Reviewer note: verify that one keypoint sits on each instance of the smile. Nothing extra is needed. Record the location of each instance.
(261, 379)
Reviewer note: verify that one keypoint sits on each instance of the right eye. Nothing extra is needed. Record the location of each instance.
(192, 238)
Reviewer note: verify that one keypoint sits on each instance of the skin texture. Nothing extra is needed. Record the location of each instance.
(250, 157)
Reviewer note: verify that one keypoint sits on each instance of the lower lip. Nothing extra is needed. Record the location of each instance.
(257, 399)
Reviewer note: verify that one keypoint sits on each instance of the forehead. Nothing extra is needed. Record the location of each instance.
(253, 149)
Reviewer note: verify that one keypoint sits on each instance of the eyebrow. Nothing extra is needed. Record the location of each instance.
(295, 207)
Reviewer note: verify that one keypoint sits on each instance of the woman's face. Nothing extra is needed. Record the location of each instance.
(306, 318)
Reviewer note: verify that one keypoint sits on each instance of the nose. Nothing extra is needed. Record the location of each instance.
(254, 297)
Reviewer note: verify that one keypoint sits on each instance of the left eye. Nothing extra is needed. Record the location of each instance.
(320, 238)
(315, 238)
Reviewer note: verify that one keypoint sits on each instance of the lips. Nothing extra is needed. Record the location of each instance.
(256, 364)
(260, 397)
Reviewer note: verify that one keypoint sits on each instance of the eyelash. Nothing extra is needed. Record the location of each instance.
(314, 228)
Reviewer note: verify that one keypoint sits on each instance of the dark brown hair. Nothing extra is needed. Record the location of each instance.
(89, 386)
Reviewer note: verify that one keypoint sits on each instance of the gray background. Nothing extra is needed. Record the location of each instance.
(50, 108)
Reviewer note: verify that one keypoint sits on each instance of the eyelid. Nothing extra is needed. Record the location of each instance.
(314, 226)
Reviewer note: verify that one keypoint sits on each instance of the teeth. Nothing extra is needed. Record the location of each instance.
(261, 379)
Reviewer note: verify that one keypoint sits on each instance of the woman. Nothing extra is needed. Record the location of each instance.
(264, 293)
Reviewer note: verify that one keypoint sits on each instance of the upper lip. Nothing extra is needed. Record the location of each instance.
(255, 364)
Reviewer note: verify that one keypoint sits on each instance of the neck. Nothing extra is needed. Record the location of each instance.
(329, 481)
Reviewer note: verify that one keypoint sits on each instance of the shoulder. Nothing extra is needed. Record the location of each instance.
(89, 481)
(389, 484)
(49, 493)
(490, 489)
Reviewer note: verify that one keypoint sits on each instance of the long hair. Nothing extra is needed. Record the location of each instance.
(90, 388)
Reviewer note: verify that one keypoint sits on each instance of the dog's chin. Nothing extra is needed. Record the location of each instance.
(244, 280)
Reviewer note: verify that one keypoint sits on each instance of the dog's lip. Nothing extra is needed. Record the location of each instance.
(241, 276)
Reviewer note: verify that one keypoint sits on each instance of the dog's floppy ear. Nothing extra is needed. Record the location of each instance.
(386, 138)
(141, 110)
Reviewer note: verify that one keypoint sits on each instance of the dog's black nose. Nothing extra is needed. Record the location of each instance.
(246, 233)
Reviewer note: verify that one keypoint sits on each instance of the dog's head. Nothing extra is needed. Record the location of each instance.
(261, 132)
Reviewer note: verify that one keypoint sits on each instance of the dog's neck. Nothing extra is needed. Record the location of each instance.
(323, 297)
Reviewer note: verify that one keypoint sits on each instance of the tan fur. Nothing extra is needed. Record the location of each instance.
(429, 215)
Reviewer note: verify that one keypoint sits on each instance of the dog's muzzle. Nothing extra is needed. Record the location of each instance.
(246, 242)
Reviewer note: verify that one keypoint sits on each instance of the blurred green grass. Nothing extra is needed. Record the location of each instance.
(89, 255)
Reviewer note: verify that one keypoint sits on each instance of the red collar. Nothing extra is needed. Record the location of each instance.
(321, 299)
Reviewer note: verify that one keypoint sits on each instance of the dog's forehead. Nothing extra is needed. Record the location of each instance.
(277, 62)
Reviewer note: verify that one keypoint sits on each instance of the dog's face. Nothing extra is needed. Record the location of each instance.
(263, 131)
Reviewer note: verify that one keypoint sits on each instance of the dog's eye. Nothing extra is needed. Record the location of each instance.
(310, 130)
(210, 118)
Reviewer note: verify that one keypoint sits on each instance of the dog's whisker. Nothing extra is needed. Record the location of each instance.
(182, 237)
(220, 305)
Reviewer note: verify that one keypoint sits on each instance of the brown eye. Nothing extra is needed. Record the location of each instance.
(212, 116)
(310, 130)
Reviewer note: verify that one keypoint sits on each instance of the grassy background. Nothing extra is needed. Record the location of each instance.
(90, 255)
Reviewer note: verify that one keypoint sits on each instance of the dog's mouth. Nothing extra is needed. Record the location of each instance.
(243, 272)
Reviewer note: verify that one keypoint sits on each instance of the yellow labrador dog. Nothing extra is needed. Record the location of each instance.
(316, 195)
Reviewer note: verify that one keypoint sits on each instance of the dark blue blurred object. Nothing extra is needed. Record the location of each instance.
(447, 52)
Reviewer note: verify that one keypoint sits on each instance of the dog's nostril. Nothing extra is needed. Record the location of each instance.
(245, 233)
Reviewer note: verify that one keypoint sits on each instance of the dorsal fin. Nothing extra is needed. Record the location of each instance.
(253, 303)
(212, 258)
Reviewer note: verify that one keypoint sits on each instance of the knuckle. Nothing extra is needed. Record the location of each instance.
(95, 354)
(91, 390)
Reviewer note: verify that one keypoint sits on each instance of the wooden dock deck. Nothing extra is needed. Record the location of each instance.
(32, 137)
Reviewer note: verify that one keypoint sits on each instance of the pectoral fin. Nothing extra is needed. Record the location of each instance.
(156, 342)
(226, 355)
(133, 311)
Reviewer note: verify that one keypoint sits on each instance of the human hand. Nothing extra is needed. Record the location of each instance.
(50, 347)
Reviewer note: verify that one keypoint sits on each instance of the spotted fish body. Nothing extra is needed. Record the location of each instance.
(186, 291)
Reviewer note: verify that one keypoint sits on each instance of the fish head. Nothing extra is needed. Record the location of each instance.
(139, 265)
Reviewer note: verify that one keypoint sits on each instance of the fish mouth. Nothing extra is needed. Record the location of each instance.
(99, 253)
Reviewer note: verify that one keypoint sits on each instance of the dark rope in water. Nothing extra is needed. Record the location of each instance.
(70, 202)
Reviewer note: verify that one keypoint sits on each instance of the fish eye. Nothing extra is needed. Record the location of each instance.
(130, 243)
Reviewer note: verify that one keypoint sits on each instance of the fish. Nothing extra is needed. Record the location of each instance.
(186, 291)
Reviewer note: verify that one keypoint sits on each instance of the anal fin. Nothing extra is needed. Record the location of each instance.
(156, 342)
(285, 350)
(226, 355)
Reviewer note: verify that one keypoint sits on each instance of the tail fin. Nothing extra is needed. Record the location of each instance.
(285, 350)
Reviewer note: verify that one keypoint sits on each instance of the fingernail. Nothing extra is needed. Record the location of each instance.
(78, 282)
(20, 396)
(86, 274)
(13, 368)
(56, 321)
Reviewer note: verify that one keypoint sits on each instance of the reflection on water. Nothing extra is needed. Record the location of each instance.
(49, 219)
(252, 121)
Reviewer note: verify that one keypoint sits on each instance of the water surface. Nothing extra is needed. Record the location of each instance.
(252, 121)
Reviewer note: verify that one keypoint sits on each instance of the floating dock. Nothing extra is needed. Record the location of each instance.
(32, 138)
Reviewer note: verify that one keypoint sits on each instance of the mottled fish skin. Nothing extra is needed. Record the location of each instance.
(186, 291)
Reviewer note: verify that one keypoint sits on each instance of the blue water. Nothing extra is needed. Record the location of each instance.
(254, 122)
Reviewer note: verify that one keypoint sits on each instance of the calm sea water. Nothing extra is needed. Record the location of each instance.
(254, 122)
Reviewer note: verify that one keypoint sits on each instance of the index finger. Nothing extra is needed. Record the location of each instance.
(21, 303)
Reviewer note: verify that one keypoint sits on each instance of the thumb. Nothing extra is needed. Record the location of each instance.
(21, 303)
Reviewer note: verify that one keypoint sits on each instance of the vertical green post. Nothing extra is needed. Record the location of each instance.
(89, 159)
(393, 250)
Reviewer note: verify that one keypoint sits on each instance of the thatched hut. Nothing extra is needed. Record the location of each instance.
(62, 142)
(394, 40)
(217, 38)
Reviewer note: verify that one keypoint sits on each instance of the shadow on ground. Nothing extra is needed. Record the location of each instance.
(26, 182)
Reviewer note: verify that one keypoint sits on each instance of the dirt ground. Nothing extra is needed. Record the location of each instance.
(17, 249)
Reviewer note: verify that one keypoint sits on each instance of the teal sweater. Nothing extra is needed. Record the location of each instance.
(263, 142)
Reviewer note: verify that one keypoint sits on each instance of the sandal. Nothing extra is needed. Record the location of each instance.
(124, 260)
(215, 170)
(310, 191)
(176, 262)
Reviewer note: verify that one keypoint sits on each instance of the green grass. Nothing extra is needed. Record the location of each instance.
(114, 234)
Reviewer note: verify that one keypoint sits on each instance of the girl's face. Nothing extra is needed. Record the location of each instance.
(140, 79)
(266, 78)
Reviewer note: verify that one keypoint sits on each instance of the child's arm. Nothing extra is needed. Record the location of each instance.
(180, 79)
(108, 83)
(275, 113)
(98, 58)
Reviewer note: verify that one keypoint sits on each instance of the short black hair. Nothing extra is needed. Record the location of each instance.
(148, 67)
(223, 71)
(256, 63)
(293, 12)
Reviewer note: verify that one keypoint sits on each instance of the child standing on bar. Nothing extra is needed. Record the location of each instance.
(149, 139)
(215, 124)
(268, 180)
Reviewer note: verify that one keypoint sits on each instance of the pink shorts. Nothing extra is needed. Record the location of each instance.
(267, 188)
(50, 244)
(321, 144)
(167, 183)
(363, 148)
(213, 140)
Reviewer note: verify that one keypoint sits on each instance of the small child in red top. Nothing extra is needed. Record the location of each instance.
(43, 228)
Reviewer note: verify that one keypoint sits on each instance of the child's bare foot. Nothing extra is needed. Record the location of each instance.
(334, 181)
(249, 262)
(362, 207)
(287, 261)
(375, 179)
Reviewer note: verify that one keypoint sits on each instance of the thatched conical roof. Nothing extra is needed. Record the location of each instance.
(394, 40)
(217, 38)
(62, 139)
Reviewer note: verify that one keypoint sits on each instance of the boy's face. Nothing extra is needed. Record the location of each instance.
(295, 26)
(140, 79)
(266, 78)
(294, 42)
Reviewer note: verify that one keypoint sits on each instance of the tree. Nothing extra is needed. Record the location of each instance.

_Exercise_
The only output should be the lines from the one containing "of the boy's" through the final line of the material above, copied exactly.

_Answer space_
Reviewer note: verify that one keypoint sits on each instance of the boy's face. Nothing extra is needed. Record the location of each instance.
(295, 26)
(140, 79)
(266, 78)
(294, 42)
Reviewer note: verify that one keypoint sits on each instance of the tree. Nothing extra is needed. Record the location of each instance.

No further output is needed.